▶ _Provided passage_:
Yes, that is much better. Noting that the inbound email message-id
should override the Discourse derived message-id for the outbound email.
(Most mail systems use random strings because there’s no surrounding
context such as the discourse topic message structure - messages are
considered alone; but the only real requirement is persistent
uniqueness.)
Let me give an example. Say we have these users:
- martin - user_id 25
- cameron - user_id 44
- sam - user_id 78
- bob - user_id 999
And then we have this topic, topic_id 233499, with posts starting from post_id 100 as the OP. The format would become topic/#{topic_id}/#{post_id}.s#{sender_user_id}r#{receiver_user_id}.
The order of operations would look like this:
- martin creates the OP
- cameron is sent an email with these headers:
Message-ID: topic/233499.s25r44@meta.discourse.org
References: topic/233499@meta.discourse.org
- sam is sent an email with these headers:
Message-ID: topic/233499.s25r78@meta.discourse.org
References: topic/233499@meta.discourse.org
-
There should not be a References header in the OP. It isn’t
needed for threading and effectively pretends there’s some “post 0”

▶ _Exercise 1_:
Write out the passage above on email Message-ID headers word for word.

▶ _Given information_:

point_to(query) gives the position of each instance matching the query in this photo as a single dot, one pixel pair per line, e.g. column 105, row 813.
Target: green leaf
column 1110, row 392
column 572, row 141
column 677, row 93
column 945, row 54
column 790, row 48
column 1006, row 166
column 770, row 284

* * *

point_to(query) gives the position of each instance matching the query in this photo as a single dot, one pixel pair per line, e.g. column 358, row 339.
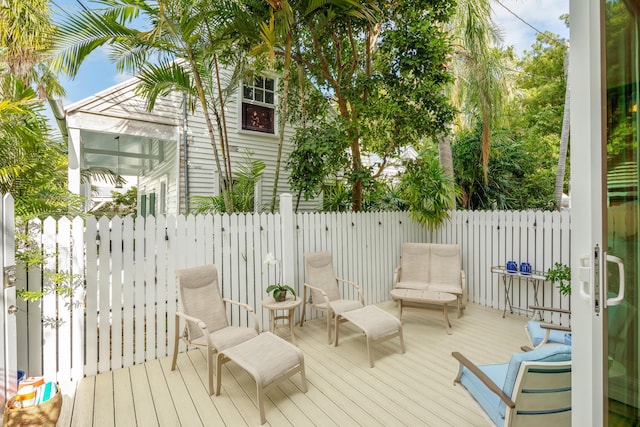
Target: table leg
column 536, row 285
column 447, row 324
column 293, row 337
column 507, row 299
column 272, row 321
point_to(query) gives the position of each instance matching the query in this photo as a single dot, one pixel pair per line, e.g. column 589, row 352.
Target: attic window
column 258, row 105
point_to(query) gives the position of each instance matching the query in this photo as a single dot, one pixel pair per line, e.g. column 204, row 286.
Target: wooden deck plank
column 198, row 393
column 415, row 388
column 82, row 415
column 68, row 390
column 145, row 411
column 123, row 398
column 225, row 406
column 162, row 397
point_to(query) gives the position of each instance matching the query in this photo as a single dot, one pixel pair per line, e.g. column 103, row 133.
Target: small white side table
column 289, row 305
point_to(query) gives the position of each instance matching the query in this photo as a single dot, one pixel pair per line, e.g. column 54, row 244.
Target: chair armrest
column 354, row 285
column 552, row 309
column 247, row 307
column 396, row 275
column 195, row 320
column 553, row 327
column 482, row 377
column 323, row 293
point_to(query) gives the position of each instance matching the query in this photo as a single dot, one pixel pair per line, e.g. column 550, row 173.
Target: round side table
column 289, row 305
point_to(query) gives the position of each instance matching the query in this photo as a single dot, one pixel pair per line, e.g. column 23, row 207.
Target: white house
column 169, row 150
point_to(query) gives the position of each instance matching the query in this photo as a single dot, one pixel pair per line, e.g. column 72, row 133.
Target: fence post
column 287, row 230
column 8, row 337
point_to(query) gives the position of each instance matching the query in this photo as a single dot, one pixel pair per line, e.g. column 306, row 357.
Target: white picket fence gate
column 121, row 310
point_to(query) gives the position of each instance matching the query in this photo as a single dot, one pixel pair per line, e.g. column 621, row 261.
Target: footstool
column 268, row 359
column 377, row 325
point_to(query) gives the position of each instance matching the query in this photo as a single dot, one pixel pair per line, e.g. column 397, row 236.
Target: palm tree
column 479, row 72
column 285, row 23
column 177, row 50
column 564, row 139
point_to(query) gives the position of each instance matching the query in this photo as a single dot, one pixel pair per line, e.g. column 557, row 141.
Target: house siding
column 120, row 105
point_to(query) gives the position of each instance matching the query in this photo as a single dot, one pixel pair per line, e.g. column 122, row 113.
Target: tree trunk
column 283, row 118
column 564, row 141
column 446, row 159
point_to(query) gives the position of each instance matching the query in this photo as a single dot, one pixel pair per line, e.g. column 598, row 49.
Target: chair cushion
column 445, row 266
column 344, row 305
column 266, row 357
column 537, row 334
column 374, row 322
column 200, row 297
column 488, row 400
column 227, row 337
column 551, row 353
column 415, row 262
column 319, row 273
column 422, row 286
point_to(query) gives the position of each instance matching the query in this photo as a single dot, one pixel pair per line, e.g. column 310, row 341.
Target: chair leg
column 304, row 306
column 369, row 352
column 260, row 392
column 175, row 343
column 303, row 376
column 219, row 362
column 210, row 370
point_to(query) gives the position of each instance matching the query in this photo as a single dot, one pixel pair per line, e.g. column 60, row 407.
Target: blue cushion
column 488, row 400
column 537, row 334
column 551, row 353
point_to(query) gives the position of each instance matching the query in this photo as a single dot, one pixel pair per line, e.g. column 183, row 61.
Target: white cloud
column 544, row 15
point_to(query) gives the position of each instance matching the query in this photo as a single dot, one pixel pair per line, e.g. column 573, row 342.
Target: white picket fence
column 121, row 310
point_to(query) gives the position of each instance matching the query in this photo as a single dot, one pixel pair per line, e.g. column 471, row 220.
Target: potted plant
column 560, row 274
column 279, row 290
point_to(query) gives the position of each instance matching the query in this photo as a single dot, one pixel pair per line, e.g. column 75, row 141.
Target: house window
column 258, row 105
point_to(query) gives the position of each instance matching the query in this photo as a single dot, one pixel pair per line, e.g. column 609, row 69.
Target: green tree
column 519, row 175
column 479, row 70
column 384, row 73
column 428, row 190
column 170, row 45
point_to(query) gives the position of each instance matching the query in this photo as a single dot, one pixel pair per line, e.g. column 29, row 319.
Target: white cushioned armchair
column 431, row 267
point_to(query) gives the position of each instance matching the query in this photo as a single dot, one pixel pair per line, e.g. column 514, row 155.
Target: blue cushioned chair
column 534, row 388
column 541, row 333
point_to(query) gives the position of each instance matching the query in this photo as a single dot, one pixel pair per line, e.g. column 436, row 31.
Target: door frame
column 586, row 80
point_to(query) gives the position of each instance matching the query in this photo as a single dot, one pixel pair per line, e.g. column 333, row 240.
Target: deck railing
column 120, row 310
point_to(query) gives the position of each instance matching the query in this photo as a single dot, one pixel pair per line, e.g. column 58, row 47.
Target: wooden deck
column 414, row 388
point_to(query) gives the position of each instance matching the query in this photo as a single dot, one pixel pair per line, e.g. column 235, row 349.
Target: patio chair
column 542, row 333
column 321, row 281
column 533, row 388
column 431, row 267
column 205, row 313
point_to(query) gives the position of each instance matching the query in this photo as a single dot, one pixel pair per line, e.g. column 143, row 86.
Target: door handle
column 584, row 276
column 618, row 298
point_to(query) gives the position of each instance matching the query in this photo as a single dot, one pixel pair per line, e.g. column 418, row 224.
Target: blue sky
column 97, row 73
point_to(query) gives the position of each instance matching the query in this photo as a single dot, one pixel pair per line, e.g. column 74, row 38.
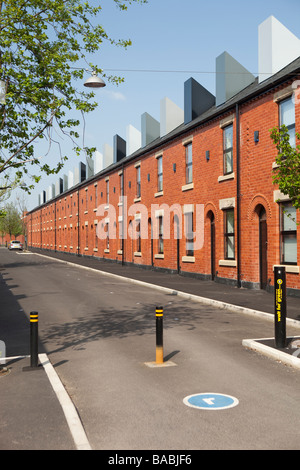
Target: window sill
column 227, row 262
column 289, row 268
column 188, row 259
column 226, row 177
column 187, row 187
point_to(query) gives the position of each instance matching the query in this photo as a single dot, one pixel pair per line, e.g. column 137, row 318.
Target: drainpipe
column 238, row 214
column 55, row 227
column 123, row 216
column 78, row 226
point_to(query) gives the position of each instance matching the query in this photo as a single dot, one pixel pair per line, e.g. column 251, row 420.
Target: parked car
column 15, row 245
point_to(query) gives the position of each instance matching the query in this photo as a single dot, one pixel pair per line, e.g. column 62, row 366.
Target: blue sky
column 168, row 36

▶ _Exercise 2_:
Reproduce verbatim the lines of the listing starting at the line that contains "29, row 319." and ending at the line that contains "column 205, row 313", including both of those lines.

▶ _Expected answer 1_:
Yes, that is much better. Noting that the inbound email message-id
should override the Discourse derived message-id for the outbound email.
(Most mail systems use random strings because there’s no surrounding
context such as the discourse topic message structure - messages are
considered alone; but the only real requirement is persistent
uniqueness.)
Let me give an example. Say we have these users:
- martin - user_id 25
- cameron - user_id 44
- sam - user_id 78
- bob - user_id 999
And then we have this topic, topic_id 233499, with posts starting from post_id 100 as the OP. The format would become topic/#{topic_id}/#{post_id}.s#{sender_user_id}r#{receiver_user_id}.
The order of operations would look like this:
- martin creates the OP
- cameron is sent an email with these headers:
Message-ID: topic/233499.s25r44@meta.discourse.org
References: topic/233499@meta.discourse.org
- sam is sent an email with these headers:
Message-ID: topic/233499.s25r78@meta.discourse.org
References: topic/233499@meta.discourse.org
-
There should not be a References header in the OP. It isn’t
needed for threading and effectively pretends there’s some “post 0”

▶ _Expected answer 2_:
point_to(query) gives the position of each instance matching the query in this photo as a single dot, one pixel pair per line, e.g. column 29, row 319.
Target: white cushioned armchair
column 431, row 267
point_to(query) gives the position of each instance matching the query in this photo as a single dot, one pixel pair per line, e.g. column 514, row 155.
Target: blue cushioned chair
column 534, row 388
column 541, row 333
point_to(query) gives the position of each instance matching the query in this photo as a single dot, one pixel pair per line, e.g. column 436, row 31.
Target: door frame
column 586, row 80
point_to(query) gives the position of each instance matching the query in this photo as a single dot, one pixel pair per line, e.g. column 333, row 240.
Target: deck railing
column 120, row 310
point_to(query) gives the position of each instance matching the query in this photo as a single dot, one pixel pair per line, e.g. column 58, row 47.
Target: wooden deck
column 414, row 388
point_to(query) gives the position of each instance matching the query in this photo as a single dot, one pixel pair per line, e.g. column 235, row 349.
Target: patio chair
column 542, row 333
column 321, row 281
column 533, row 388
column 431, row 267
column 205, row 313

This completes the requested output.